*Text to read:*
◆ ◆ ◆ ◆ ◆

# CL and Breeders



## Ergala (Jan 23, 2014)

So I was perusing CL the other day and I saw an ad....it stated "Baby Hairless Rats".....and it was about 45 minutes away from me....YAY! So I clicked and the guy was asking $5 each saying it was an accidental litter. No pictures though and they are apparently 4 weeks old. HUGE red flag for me. I scrolled further down the list and I saw another rat posting in the same town (a very very small town by the way) and this time there is a picture and he has numerous rats for sale for low prices. And the rat in the picture absolutely does not look healthy and in that ad he states he has baby hairless rats as well. And he has pinkies. Obviously he is a breeder that breeds feeders and probably got overrun because he knew nothing about how fast rats can reproduce. It took absolutely every single ounce of will power in me to not respond to that ad. I wanted to....but I knew that more than likely they will be really sick or have some serious health issues. I did tell my friend who owns the pet store though, I have a feeling she might be looking into it. But the fact that he is selling these rats before they are ready just blows my mind, and they look ill, the home looks filthy and he has such a huge quantity....I think I'm going to call the humane society tomorrow as well and see if there is a rat rescue around here that might be able to take them. I know there is a rescue here that does all animals but I have no idea if they do rats.


----------



## Awaiting_Abyss (Jul 24, 2012)

◆ ◆ ◆ ◆ ◆

*Data shown:*
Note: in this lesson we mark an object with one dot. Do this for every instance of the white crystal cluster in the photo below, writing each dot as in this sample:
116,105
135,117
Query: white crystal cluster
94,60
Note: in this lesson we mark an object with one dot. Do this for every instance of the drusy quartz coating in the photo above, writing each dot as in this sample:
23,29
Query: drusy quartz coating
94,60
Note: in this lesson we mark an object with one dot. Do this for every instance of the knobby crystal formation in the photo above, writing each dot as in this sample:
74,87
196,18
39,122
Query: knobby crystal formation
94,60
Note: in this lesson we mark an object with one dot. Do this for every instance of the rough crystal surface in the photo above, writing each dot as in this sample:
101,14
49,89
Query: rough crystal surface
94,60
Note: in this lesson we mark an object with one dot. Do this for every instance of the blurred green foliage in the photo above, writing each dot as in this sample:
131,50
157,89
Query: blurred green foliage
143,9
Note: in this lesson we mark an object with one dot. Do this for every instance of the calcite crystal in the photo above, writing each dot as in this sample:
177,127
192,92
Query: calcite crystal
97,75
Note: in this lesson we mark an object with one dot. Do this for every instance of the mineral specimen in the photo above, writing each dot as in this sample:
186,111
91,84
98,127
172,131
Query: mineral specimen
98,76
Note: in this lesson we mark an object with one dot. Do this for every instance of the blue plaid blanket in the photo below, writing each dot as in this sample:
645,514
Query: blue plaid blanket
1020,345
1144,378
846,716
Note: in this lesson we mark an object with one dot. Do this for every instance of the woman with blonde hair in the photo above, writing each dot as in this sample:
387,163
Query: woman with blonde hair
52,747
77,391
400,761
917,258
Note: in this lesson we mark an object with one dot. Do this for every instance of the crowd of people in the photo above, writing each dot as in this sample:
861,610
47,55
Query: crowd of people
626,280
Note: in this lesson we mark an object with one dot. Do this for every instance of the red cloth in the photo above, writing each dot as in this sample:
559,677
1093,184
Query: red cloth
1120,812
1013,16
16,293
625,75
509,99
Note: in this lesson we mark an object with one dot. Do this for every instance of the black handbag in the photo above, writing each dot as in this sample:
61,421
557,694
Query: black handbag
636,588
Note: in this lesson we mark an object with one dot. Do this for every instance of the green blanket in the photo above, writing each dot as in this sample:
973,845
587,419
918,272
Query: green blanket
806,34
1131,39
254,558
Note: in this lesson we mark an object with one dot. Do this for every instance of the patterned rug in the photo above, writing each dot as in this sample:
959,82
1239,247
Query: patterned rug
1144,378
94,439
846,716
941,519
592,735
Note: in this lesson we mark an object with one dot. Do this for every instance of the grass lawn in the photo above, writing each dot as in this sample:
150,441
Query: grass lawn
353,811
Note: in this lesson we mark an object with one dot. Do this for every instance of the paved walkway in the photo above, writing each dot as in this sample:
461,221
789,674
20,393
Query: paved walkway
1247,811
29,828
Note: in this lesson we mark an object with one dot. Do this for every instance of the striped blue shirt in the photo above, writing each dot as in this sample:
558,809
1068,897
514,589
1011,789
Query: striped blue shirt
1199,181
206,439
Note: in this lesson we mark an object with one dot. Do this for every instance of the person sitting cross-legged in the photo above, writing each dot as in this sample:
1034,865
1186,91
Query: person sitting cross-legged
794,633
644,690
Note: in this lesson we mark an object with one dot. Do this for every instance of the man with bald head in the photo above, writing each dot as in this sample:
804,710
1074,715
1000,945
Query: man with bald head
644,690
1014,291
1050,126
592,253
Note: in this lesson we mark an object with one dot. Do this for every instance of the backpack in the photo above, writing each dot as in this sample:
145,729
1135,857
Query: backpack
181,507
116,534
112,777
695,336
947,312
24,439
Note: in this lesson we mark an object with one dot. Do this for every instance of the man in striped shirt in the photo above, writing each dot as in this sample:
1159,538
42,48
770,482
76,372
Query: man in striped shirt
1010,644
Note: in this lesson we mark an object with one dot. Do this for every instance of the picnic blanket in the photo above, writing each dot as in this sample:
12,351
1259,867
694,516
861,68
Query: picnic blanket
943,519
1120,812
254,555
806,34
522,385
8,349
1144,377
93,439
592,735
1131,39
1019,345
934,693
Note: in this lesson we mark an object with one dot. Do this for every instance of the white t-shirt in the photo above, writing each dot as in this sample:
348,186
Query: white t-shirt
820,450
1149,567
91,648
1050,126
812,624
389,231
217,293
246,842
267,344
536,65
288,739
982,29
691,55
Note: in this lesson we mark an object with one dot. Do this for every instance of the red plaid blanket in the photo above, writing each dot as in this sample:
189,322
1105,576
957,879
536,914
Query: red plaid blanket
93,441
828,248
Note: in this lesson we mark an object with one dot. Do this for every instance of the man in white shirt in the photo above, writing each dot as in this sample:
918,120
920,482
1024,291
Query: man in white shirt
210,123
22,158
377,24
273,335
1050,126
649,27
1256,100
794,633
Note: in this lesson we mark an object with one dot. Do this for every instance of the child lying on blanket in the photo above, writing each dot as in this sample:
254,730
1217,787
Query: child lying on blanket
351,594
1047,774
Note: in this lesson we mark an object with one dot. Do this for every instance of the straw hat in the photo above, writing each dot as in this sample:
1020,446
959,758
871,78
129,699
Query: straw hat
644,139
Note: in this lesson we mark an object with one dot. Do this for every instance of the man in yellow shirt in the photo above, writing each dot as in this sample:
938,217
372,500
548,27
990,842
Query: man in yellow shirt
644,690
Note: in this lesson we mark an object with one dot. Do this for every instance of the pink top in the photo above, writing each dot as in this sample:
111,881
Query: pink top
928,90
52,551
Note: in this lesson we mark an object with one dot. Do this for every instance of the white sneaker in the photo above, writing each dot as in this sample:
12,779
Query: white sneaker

◆ ◆ ◆ ◆ ◆

*Objectives:*
(a) Can you print the entire forum post about the hairless rat ads, unchanged and in full?
(b) Which lines of the listing contain the word "bald"? Copy out each of them whole.
The forum post and the listing come from unrelated sources.

*Solutions to the exercise:*
(a)
# CL and Breeders



## Ergala (Jan 23, 2014)

So I was perusing CL the other day and I saw an ad....it stated "Baby Hairless Rats".....and it was about 45 minutes away from me....YAY! So I clicked and the guy was asking $5 each saying it was an accidental litter. No pictures though and they are apparently 4 weeks old. HUGE red flag for me. I scrolled further down the list and I saw another rat posting in the same town (a very very small town by the way) and this time there is a picture and he has numerous rats for sale for low prices. And the rat in the picture absolutely does not look healthy and in that ad he states he has baby hairless rats as well. And he has pinkies. Obviously he is a breeder that breeds feeders and probably got overrun because he knew nothing about how fast rats can reproduce. It took absolutely every single ounce of will power in me to not respond to that ad. I wanted to....but I knew that more than likely they will be really sick or have some serious health issues. I did tell my friend who owns the pet store though, I have a feeling she might be looking into it. But the fact that he is selling these rats before they are ready just blows my mind, and they look ill, the home looks filthy and he has such a huge quantity....I think I'm going to call the humane society tomorrow as well and see if there is a rat rescue around here that might be able to take them. I know there is a rescue here that does all animals but I have no idea if they do rats.


----------



## Awaiting_Abyss (Jul 24, 2012)

(b)
Note: in this lesson we mark an object with one dot. Do this for every instance of the man with bald head in the photo above, writing each dot as in this sample:
Query: man with bald head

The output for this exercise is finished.